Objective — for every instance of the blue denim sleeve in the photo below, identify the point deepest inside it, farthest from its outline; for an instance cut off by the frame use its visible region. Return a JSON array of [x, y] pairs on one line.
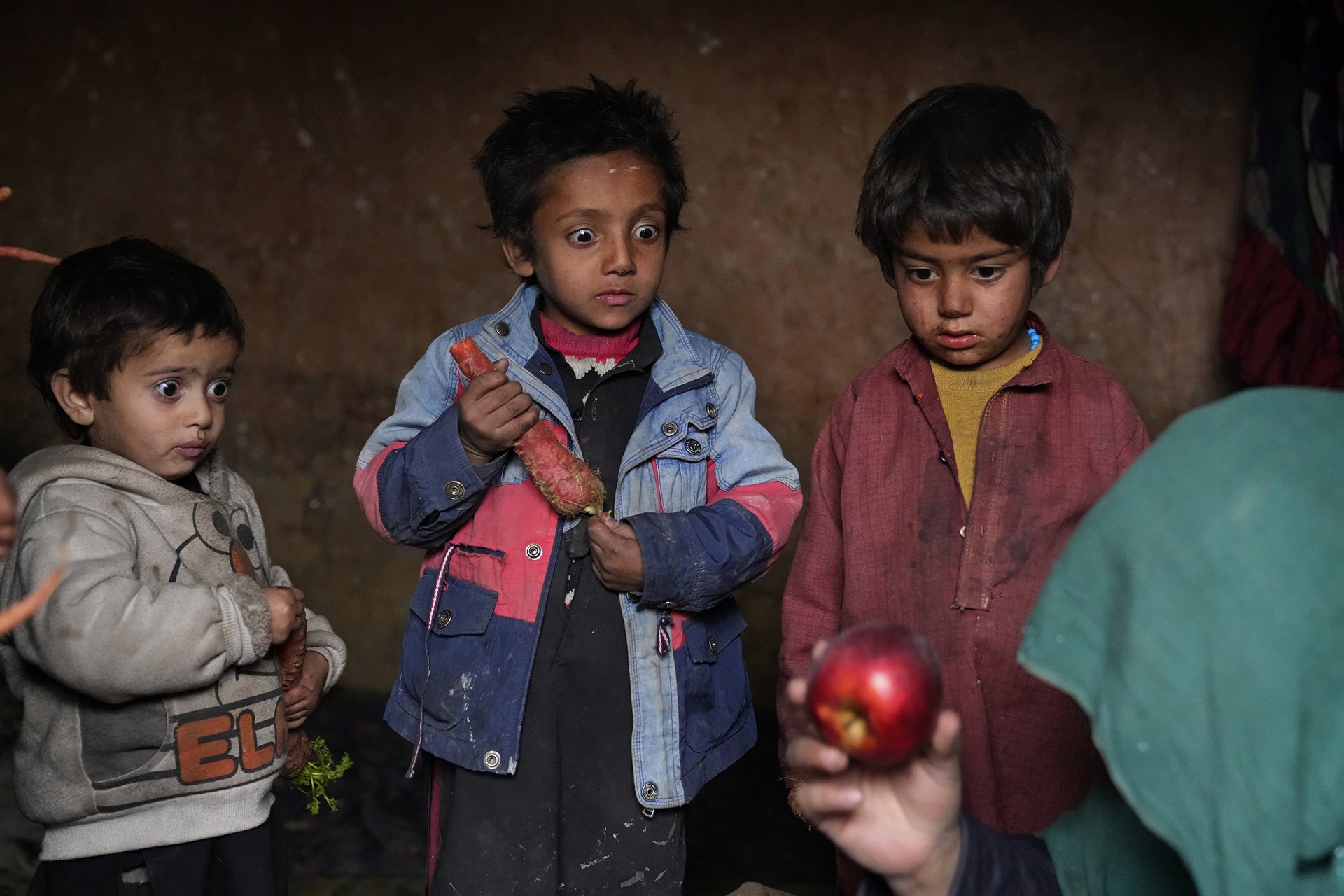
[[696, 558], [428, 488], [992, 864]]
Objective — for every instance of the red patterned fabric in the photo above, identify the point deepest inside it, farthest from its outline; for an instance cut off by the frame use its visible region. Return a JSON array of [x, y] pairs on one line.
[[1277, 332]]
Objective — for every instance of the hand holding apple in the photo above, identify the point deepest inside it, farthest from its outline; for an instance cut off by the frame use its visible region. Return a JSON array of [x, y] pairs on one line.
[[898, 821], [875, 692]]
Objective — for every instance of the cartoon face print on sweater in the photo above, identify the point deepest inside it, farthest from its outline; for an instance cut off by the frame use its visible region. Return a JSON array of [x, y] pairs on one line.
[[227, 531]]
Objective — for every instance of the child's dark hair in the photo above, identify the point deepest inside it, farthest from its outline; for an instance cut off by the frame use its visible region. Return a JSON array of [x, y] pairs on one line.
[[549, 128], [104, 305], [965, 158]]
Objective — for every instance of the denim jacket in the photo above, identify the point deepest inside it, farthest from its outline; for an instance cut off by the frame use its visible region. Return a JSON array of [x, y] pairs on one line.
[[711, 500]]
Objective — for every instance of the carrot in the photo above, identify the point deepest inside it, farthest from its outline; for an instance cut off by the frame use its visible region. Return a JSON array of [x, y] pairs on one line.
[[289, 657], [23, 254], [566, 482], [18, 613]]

------------------------------------------------

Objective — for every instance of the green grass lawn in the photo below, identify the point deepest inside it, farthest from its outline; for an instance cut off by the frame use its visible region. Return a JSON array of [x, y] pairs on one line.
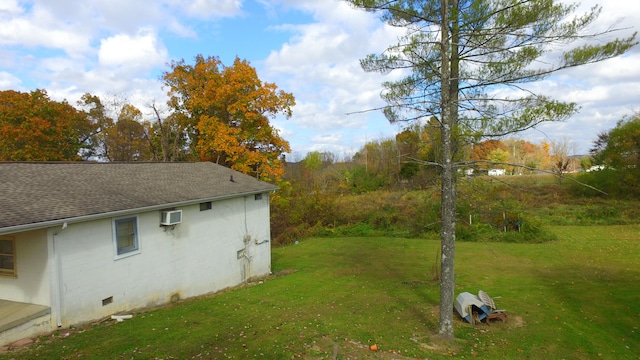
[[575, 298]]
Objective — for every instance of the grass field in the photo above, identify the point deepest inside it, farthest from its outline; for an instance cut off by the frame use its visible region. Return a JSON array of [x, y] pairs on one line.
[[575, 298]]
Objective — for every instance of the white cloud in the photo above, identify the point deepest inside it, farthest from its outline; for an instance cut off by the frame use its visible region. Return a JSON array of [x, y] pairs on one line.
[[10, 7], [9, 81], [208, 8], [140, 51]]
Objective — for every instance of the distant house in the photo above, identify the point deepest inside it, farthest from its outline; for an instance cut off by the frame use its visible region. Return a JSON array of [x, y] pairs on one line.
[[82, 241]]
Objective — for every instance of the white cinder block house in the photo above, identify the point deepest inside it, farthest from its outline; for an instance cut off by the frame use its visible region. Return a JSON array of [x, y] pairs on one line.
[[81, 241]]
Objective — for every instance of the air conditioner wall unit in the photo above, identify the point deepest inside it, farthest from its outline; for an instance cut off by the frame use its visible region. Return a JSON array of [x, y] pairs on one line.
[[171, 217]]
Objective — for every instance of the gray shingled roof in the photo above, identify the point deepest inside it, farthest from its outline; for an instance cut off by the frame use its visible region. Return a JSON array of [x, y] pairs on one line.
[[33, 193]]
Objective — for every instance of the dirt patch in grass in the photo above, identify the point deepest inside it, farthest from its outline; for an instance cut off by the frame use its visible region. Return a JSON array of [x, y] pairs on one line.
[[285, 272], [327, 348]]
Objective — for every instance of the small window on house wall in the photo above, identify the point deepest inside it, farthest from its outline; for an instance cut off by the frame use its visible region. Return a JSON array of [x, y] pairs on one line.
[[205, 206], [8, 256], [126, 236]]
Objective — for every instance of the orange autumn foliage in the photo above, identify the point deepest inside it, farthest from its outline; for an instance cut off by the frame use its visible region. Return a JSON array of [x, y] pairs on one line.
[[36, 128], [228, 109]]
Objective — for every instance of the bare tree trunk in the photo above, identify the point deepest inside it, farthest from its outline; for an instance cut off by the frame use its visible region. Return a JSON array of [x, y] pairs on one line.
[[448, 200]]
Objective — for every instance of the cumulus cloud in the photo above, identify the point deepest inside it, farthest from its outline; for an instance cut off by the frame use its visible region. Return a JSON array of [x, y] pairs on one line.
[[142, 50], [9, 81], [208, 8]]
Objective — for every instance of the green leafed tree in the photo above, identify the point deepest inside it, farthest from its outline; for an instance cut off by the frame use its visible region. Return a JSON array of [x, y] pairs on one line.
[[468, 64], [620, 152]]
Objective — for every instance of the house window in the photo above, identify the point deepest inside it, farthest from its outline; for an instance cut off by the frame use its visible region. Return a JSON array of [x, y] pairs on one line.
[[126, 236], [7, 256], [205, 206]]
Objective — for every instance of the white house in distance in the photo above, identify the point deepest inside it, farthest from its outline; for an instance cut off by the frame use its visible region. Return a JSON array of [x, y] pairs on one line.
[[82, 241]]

------------------------------------------------

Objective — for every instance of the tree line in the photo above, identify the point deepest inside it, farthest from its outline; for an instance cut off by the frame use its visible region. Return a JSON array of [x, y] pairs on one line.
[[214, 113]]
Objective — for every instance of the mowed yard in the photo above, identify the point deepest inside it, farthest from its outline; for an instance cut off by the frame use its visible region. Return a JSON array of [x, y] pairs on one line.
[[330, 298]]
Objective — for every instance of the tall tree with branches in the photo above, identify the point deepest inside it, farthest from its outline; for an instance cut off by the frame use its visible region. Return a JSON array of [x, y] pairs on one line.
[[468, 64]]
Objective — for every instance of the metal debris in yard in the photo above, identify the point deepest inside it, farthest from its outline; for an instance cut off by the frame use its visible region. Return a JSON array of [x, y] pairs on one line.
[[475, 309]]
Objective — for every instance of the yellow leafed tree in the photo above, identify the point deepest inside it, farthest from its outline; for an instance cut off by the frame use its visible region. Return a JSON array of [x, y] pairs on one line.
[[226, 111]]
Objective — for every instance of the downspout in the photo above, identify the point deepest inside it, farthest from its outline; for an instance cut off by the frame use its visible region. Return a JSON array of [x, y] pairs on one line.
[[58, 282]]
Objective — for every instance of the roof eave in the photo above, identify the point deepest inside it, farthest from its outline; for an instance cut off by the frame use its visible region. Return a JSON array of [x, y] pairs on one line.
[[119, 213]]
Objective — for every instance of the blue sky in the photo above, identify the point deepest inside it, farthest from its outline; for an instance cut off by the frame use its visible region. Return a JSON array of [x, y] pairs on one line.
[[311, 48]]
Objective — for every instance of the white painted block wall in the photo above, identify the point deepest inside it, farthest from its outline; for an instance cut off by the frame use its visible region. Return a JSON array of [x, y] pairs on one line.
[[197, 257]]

------------------------------------------------

THE EXERCISE: Write the material as a JSON list of strings, one string per line, starting with the line that contains "Objective — for every instance of the blue denim" and going on through the line that contains "[[289, 657], [23, 254], [566, 482], [18, 613]]". Skip blank lines and leave the pictures out.

FINAL ANSWER:
[
  "Objective — for every instance of the blue denim sleeve in the photo below, identify the point deepest inside it, farthest from its outline; for an instance cut off by the frame use its visible region. Return a JSON array of [x, y] pairs on one line.",
  "[[696, 558], [428, 488], [992, 864]]",
  "Objective — for every instance of the red patterned fabric in the photo above, identify the point deepest inside it, farthest from its outline; for an instance cut off by the frame use its visible region. Return a JSON array of [x, y] pairs on one line.",
  "[[1277, 332]]",
  "Objective — for every instance of the hand holding apple in the photo above, identify the point deepest inside it, farthest from its outline; for an instance cut off by the frame use its visible region. Return a JSON array of [x, y] pairs on one line.",
  "[[898, 821], [875, 692]]",
  "Objective — for every instance of the cartoon face print on sweater in the photo above, identify the point deepest inside it, farthest from its outline; for an instance cut off by the frame use its visible region. Return a JSON array of [x, y] pairs on one line.",
  "[[227, 531]]",
  "Objective — for every instance of the child's dark hair in the photo above, identify the point deepest inside it, farthest from its outline; for an instance cut off by the frame use its visible region. Return a JSON array of [x, y] pairs on one line.",
  "[[549, 128], [104, 305], [965, 158]]",
  "Objective — for every instance of the denim jacket in the photo above, identify the point deepest inside it, farthest from its outline; for an instance cut off by the frame use its visible region. Return a JSON array of [x, y] pairs on one line.",
  "[[711, 500]]",
  "Objective — for every instance of the carrot in the photo above, identify the point deepest inside it, farthest from its outline; for an instance cut off by the frame use its visible region. Return a JSON array of [x, y] pairs on one line.",
  "[[289, 657], [23, 254], [566, 482], [18, 613]]"
]